* [TEXTE PROPOSÉ]

* * * * * * *

Boghé : Bâ Adama Moussa rallie l’UPR en grandes pompes

22 September, 2016 - 10:42

Samedi 17 Septembre 2016, l’ancien maire de Boghé, Bâ Adama Moussa, décide d’annoncer officiellement son adhésion à l’Union Pour la République (UPR). Egalement directeur-adjoint de la Société Nationale du Développement Rural (SONADER), il a décidé à l’occasion de mettre les petits plats dans les grands. Déjà au petit matin, sa maison de Boghé Dow commence à recevoir les invités, accourus des quatre coins de la moughataa. Des hommes politiques locaux, des notables et des chefs traditionnels ont fait le déplacement, pour assister à la cérémonie de l’entrée de cet ancien cadre de l’Union des Forces du Progrès (UFP), dans le giron du parti au pouvoir qui a dépêché, en grandes pompes, une délégation conduite par Khadjetou Mamadou Diallo.

* * * * * * *

* [ÉNONCÉ A] Transforme en liste numérotée les lignes des enregistrements, depuis la ligne qui contient « Expected output: one point per instance of the bull's front » jusqu'à la fin des enregistrements, incluses, en omettant les lignes vides.

* * * * * * *

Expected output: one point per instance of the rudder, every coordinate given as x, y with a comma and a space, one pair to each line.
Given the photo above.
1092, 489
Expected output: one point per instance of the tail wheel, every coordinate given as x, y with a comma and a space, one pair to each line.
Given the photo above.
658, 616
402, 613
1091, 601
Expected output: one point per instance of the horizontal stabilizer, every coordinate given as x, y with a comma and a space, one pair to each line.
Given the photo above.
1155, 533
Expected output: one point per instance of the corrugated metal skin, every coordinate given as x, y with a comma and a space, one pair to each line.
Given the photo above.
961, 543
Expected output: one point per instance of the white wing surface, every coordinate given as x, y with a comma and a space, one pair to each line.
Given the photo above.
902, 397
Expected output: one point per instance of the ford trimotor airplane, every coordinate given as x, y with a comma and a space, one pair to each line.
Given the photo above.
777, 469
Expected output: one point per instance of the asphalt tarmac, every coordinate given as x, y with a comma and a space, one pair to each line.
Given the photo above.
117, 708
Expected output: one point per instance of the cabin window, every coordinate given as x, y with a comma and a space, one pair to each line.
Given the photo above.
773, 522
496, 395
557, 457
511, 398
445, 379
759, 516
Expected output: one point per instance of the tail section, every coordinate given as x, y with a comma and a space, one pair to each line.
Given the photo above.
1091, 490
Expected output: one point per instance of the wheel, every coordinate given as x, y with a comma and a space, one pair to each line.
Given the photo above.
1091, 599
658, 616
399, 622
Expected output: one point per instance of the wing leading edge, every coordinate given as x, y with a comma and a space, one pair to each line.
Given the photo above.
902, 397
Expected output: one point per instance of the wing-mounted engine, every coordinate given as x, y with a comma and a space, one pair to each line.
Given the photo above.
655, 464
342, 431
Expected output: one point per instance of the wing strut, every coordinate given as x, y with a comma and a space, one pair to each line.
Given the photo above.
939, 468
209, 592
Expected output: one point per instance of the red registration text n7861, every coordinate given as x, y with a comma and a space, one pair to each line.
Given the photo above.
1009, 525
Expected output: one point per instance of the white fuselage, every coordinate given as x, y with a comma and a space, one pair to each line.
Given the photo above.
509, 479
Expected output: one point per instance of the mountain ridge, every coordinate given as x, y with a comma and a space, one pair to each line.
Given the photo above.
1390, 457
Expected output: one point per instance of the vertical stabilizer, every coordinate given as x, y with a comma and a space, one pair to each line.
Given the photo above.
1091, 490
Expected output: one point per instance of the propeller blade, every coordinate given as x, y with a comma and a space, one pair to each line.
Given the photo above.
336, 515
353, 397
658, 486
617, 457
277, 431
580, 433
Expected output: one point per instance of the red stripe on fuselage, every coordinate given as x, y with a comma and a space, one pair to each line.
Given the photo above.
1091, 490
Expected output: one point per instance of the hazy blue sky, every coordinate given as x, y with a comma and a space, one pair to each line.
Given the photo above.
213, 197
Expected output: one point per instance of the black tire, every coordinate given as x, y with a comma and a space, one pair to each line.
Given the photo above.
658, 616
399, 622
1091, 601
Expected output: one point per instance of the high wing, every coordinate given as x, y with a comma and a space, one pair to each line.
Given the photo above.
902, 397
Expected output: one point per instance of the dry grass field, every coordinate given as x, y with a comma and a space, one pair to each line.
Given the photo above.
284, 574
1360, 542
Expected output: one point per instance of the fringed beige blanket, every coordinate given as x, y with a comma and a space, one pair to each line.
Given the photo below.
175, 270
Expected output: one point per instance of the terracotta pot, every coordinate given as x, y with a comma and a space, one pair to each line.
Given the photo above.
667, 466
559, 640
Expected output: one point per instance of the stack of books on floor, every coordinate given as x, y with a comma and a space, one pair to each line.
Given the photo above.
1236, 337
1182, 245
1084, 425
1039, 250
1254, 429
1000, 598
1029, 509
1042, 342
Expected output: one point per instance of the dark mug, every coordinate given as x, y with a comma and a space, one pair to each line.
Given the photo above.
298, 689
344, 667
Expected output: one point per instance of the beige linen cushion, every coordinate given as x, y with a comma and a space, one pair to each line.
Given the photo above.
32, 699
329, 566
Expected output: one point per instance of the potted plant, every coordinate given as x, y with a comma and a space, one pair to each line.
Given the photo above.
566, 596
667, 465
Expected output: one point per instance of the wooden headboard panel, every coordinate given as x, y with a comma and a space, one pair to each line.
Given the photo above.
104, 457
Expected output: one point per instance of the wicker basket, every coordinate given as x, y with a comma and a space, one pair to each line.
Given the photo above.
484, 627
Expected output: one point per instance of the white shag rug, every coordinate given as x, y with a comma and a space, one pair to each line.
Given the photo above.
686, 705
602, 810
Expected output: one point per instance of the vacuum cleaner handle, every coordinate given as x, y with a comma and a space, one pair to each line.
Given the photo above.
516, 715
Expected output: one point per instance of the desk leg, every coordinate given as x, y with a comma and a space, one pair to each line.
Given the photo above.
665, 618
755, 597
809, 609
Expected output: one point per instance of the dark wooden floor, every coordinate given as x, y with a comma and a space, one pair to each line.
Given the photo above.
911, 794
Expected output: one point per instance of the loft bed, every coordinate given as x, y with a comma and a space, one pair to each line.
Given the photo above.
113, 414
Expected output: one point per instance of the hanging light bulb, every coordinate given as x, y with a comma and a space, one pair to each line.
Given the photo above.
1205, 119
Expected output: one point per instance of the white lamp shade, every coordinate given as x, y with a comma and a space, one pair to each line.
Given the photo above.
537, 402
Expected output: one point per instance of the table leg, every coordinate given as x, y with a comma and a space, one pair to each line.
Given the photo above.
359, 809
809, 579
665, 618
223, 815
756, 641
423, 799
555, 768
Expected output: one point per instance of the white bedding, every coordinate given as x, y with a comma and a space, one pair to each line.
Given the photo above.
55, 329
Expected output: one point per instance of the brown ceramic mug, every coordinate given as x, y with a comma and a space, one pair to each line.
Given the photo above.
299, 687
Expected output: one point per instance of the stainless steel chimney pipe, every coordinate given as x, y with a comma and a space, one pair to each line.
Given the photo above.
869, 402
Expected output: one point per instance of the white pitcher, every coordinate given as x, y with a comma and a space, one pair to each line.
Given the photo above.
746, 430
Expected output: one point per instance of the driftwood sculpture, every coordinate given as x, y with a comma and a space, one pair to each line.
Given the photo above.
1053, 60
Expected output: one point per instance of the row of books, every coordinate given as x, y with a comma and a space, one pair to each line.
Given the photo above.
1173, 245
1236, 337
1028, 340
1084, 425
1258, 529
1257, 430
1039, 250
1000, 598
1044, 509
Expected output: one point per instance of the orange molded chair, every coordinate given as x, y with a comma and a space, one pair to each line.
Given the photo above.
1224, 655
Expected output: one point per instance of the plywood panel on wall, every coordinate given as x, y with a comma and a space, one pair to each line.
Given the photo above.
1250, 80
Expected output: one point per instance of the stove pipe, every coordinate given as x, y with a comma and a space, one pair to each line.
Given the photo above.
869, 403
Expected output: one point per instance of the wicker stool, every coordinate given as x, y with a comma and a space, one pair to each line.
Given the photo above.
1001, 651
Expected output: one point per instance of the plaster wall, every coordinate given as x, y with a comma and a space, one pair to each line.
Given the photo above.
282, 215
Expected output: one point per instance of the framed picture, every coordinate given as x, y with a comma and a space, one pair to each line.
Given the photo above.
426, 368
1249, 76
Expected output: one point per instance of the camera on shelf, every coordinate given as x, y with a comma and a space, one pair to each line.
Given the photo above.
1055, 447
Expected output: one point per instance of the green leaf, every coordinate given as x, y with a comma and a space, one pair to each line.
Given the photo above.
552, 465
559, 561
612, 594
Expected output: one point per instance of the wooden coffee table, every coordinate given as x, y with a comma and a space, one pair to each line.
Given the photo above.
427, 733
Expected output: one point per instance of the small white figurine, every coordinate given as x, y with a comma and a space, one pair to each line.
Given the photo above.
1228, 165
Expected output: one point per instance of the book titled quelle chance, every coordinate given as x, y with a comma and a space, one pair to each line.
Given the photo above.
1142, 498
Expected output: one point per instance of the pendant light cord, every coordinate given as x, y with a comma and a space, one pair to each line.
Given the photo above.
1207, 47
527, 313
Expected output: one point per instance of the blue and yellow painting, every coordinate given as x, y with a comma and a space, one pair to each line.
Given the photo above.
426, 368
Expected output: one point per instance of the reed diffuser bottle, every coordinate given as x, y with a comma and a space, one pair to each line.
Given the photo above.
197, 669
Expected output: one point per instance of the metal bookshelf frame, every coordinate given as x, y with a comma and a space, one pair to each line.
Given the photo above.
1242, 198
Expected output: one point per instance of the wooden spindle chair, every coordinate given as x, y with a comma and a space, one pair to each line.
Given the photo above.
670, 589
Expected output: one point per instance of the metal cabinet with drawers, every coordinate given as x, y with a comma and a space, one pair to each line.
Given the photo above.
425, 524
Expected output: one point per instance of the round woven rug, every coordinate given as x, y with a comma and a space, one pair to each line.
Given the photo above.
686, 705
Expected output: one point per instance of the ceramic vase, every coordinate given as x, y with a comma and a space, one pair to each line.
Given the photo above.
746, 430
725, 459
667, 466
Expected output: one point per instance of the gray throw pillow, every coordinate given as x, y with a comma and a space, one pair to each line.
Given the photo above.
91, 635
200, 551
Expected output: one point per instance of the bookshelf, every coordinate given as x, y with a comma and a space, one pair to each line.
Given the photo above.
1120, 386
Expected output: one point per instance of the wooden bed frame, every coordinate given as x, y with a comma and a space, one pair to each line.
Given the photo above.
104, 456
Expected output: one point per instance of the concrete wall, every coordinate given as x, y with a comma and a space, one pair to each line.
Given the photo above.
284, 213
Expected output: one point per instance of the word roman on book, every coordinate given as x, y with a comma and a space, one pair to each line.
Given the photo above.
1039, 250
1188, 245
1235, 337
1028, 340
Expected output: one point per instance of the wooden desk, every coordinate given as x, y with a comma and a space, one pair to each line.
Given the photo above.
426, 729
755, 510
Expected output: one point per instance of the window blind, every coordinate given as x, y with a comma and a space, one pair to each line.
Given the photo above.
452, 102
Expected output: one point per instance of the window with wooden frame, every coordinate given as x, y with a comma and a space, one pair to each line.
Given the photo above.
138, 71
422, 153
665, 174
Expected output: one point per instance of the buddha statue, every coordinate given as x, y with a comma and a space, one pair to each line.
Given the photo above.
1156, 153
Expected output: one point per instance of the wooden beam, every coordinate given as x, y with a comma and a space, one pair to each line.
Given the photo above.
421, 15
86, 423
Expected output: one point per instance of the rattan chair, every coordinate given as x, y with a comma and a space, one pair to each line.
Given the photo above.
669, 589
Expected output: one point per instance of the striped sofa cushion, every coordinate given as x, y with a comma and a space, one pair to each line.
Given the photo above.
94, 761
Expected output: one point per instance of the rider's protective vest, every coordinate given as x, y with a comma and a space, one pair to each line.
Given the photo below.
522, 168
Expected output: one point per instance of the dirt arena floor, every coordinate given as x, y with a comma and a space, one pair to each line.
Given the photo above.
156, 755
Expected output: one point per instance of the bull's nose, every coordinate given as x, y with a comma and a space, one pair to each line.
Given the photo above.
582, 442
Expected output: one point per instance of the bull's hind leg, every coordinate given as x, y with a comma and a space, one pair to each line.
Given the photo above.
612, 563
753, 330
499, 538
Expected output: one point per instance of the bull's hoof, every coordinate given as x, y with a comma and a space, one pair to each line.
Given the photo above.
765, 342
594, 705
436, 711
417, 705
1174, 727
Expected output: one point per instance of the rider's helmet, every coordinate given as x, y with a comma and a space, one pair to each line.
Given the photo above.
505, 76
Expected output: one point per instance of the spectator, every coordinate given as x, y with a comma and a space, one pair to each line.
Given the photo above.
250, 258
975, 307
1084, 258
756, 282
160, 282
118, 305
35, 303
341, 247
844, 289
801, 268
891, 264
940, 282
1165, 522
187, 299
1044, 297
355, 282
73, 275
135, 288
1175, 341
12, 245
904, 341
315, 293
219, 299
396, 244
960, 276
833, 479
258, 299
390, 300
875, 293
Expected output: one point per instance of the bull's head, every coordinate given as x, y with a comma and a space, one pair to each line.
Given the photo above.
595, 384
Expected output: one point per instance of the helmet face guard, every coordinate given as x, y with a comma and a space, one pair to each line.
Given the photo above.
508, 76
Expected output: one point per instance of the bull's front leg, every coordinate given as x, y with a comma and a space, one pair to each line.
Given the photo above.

* * * * * * *

* [ÉNONCÉ B] Dans l'article sur Boghé, qui conduisait la délégation envoyée par le parti au pouvoir ?

* [RÉSULTAT ATTENDU A]
1. Expected output: one point per instance of the bull's front leg, every coordinate given as x, y with a comma and a space, one pair to each line.
2. Given the photo above.

* [RÉSULTAT ATTENDU B] Khadjetou Mamadou Diallo.